Task goal:
Each line of the material below should be reproduced exactly.

Listing:
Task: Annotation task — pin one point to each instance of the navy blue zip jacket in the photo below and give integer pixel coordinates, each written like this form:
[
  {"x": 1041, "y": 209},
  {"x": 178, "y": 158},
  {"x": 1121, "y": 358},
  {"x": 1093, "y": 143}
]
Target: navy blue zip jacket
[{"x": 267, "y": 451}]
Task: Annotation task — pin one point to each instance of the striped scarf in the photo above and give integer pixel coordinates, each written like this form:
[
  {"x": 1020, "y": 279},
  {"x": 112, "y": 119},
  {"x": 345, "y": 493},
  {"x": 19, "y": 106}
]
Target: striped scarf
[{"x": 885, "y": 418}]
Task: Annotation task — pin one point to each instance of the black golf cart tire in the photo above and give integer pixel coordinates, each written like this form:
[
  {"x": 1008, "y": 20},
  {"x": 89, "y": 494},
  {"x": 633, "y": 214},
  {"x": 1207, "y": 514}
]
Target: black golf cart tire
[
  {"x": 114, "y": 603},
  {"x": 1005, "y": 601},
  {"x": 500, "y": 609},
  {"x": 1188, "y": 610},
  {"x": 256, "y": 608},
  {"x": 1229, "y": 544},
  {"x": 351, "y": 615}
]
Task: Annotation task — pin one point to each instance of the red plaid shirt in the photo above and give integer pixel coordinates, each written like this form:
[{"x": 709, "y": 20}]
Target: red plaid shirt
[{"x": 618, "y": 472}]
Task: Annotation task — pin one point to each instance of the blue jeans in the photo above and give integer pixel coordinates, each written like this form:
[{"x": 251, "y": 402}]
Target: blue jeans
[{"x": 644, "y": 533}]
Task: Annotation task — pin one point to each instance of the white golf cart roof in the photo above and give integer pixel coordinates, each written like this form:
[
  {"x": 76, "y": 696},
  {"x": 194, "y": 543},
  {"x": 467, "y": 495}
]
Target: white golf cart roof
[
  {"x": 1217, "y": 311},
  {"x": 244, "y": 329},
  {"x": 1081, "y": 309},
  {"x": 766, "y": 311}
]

Finished answer:
Task: Annotation task — pin one point to each instance of the navy blue zip jacket in the photo below and give integer pixel coordinates, each written like this form:
[
  {"x": 1041, "y": 209},
  {"x": 178, "y": 158},
  {"x": 1121, "y": 358},
  {"x": 1093, "y": 143}
]
Target: navy blue zip jacket
[{"x": 267, "y": 451}]
Task: Annotation task — pin one point to each instance of the striped scarf in the photo above and give integer pixel coordinates, each written like this form:
[
  {"x": 1020, "y": 279},
  {"x": 112, "y": 119},
  {"x": 345, "y": 493},
  {"x": 19, "y": 106}
]
Target: striped scarf
[{"x": 885, "y": 418}]
Task: Annotation task — pin one point to each instance of the black golf cart tire in the photo above and give integer pixel coordinates, each written like this form:
[
  {"x": 1008, "y": 20},
  {"x": 89, "y": 494},
  {"x": 633, "y": 214},
  {"x": 1207, "y": 514}
]
Target: black golf cart tire
[
  {"x": 114, "y": 603},
  {"x": 1005, "y": 601},
  {"x": 500, "y": 609},
  {"x": 1188, "y": 610},
  {"x": 256, "y": 608},
  {"x": 1229, "y": 544},
  {"x": 351, "y": 615}
]
Task: Annotation task — pin one point to each instance of the red plaid shirt in the photo above and give integer pixel coordinates, each written like this form:
[{"x": 709, "y": 20}]
Target: red plaid shirt
[{"x": 618, "y": 472}]
Task: Annotation task — pin one point to each instance of the blue jeans in the photo above and give integer pixel coordinates, each written like this form:
[{"x": 251, "y": 402}]
Target: blue jeans
[{"x": 644, "y": 533}]
Task: Annotation task — pin one point to each instance of the white golf cart roof in the photo above and give integer pixel coordinates, each written like this form:
[
  {"x": 76, "y": 696},
  {"x": 194, "y": 543},
  {"x": 467, "y": 495}
]
Target: white golf cart roof
[
  {"x": 1217, "y": 311},
  {"x": 244, "y": 329},
  {"x": 1081, "y": 309},
  {"x": 766, "y": 311}
]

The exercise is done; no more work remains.